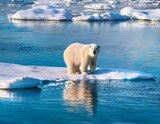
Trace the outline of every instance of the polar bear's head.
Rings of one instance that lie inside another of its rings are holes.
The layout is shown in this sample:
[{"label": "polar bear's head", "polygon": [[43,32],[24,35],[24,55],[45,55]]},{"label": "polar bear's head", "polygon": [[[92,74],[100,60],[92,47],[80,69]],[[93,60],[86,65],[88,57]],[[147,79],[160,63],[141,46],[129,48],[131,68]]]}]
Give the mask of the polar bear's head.
[{"label": "polar bear's head", "polygon": [[89,55],[91,57],[97,56],[99,51],[100,51],[100,46],[98,46],[97,44],[94,44],[94,43],[89,44]]}]

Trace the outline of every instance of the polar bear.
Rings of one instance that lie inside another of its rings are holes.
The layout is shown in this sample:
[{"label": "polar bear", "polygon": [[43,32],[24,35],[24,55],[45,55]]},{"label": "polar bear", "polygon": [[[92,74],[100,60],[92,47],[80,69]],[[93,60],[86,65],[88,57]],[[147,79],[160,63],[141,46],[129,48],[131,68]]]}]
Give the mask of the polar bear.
___
-- YOUR TASK --
Can you render each line of the rows above as a JSON list of strings, one string per line, skipping blank lines and omitting the pictures?

-- WRITTEN ANSWER --
[
  "Trace the outline of every instance of the polar bear's head.",
  "Rings of one instance that lie inside another of its rings are holes.",
  "The layout is shown in this sample:",
  "[{\"label\": \"polar bear's head\", \"polygon\": [[43,32],[24,35],[24,55],[45,55]]},{\"label\": \"polar bear's head\", \"polygon\": [[[92,74],[100,60],[92,47],[80,69]],[[93,60],[86,65],[88,57]],[[147,79],[160,63],[141,46],[129,48],[131,68]]]}]",
  "Give the mask of the polar bear's head.",
  "[{\"label\": \"polar bear's head\", \"polygon\": [[89,55],[91,57],[97,56],[99,51],[100,51],[100,46],[98,46],[97,44],[94,44],[94,43],[89,44]]}]",
  "Trace the outline of every instance of the polar bear.",
  "Rings of one instance that lie inside another of its rings are holes.",
  "The layout is shown in this sample:",
  "[{\"label\": \"polar bear\", \"polygon\": [[43,32],[24,35],[24,55],[45,55]]},{\"label\": \"polar bear\", \"polygon\": [[[92,74],[100,60],[92,47],[80,69]],[[93,60],[86,65],[88,57]],[[147,79],[160,63],[141,46],[129,48],[131,68]]]}]",
  "Give the mask of the polar bear."
]